The American taxpayers own Yellowstone, Yosemite, the Grand Canyon, dozens of parks, monuments, wildlife refuges, forests, pastureland, government complexes and historic sites. And now, for all intents and purposes, the American people are the major stakeholders in a little townhouse at 14746 Barksdale St. in Dale City.

The titular owner is Fannie Mae, which the U.S. government effectively subsumed this month, though the legal machinations are still ongoing. With the Treasury backing Fannie Mae, taxpayers have a huge interest in the fate of the mortgage giant's assets. They include the 1,296-square-foot, two-level, three-bedroom, 1 1/2 -bath house on Barksdale.

The most recent owner, Phyllis High Jones, refinanced the house through Countrywide Home Loans in 2006, taking out a $208,000 mortgage that would gradually inflate to $226,000. That same year, Fannie Mae bought the loan from Countrywide. Then the housing market collapsed in Prince William County. Jones defaulted this year. The townhouse went up for auction, but there were no takers. Fannie Mae had no choice but to become the buyer of record -- sale price $226,000.

This summer, Fannie Mae tried to sell the townhouse for $149,000. Still no reasonable offers.

The price has now been lowered to $69,900.

Although this modest townhouse is just one tiny entry on the vast balance sheet of the mortgage industry, it offers a glimpse of how a chain of bad decisions, some made by ordinary people, some by overly aggressive lenders, some by huge financial and mortgage companies, have created a historic meltdown in the housing market that imperils the U.S. economy and has led to a frantic bailout effort by the government.

# # # #

→ **Tasks**
(1) Could you write out the passage about the Dale City townhouse word for word?
(2) Which lines of the records contain the string "white"? Show each of them in full.
The text and the records come from unrelated sources.

Dataset records:
# # # #

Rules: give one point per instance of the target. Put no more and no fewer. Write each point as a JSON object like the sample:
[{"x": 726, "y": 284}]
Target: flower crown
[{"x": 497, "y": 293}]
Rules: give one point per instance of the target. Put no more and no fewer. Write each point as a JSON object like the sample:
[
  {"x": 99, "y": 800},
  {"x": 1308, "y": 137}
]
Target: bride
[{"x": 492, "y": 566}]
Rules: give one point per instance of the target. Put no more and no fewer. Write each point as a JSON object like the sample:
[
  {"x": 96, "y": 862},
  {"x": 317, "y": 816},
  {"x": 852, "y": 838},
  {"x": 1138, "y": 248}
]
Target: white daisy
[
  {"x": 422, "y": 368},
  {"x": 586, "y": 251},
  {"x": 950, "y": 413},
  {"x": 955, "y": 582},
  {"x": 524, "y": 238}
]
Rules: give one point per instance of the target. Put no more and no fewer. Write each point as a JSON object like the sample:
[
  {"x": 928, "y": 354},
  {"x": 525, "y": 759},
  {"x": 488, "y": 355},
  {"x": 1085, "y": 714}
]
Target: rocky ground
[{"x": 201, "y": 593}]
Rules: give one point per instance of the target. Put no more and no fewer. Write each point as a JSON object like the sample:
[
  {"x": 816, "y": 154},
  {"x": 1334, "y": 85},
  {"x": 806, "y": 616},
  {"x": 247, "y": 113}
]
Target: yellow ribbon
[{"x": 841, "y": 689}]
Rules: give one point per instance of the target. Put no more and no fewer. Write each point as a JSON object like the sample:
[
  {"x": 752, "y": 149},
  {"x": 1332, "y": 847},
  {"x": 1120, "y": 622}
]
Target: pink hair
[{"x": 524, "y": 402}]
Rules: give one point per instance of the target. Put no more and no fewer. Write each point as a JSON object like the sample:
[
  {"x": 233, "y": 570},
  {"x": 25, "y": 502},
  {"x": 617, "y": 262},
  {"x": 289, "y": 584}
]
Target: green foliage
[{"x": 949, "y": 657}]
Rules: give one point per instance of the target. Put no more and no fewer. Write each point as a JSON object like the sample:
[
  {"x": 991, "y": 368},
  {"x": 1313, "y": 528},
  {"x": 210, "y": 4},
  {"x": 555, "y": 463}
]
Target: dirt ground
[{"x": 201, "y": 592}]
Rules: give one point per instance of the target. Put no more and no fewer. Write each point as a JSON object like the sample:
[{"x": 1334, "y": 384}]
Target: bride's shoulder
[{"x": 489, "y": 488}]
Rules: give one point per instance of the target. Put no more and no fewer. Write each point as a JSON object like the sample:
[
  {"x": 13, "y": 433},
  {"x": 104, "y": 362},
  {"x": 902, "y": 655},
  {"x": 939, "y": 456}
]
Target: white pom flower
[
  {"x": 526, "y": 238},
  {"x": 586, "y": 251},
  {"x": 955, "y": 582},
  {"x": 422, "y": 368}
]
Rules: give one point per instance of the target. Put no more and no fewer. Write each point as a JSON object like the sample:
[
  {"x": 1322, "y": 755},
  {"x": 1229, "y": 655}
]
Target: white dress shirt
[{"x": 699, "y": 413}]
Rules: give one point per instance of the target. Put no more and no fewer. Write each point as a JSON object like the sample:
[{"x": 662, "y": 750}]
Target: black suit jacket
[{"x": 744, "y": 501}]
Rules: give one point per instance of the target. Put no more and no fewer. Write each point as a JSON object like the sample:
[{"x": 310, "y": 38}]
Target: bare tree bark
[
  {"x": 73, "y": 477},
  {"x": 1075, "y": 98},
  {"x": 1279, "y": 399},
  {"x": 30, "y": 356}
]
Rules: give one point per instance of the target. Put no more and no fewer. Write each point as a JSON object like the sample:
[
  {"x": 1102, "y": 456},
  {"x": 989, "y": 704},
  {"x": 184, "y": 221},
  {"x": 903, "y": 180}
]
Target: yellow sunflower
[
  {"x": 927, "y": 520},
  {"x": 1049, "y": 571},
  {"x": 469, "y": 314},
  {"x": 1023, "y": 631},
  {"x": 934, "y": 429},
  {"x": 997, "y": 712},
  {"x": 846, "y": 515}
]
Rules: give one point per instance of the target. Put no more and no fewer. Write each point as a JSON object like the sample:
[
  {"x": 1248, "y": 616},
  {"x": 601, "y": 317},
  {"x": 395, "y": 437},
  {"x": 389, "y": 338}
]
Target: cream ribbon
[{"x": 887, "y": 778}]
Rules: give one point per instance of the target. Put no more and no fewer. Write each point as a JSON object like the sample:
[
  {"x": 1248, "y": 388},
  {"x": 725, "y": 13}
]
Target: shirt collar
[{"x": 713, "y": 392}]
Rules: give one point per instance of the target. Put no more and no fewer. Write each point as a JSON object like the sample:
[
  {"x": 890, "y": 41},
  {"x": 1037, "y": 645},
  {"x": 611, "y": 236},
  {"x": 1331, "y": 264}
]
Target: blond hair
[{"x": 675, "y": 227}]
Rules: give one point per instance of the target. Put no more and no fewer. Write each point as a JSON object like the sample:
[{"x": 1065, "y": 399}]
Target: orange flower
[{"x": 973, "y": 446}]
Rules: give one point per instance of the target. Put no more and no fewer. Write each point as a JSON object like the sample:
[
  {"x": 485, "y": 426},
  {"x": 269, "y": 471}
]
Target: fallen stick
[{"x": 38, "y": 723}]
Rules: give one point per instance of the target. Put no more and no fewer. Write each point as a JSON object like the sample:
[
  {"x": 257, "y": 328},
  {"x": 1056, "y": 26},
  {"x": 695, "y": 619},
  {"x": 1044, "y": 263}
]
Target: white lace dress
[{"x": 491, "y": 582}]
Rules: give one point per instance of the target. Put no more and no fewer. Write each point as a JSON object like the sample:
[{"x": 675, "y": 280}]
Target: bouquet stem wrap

# # # #

→ **Full answers**
(1)
The American taxpayers own Yellowstone, Yosemite, the Grand Canyon, dozens of parks, monuments, wildlife refuges, forests, pastureland, government complexes and historic sites. And now, for all intents and purposes, the American people are the major stakeholders in a little townhouse at 14746 Barksdale St. in Dale City.

The titular owner is Fannie Mae, which the U.S. government effectively subsumed this month, though the legal machinations are still ongoing. With the Treasury backing Fannie Mae, taxpayers have a huge interest in the fate of the mortgage giant's assets. They include the 1,296-square-foot, two-level, three-bedroom, 1 1/2 -bath house on Barksdale.

The most recent owner, Phyllis High Jones, refinanced the house through Countrywide Home Loans in 2006, taking out a $208,000 mortgage that would gradually inflate to $226,000. That same year, Fannie Mae bought the loan from Countrywide. Then the housing market collapsed in Prince William County. Jones defaulted this year. The townhouse went up for auction, but there were no takers. Fannie Mae had no choice but to become the buyer of record -- sale price $226,000.

This summer, Fannie Mae tried to sell the townhouse for $149,000. Still no reasonable offers.

The price has now been lowered to $69,900.

Although this modest townhouse is just one tiny entry on the vast balance sheet of the mortgage industry, it offers a glimpse of how a chain of bad decisions, some made by ordinary people, some by overly aggressive lenders, some by huge financial and mortgage companies, have created a historic meltdown in the housing market that imperils the U.S. economy and has led to a frantic bailout effort by the government.

(2)
Target: white daisy
Target: white pom flower
Target: white dress shirt
Target: white lace dress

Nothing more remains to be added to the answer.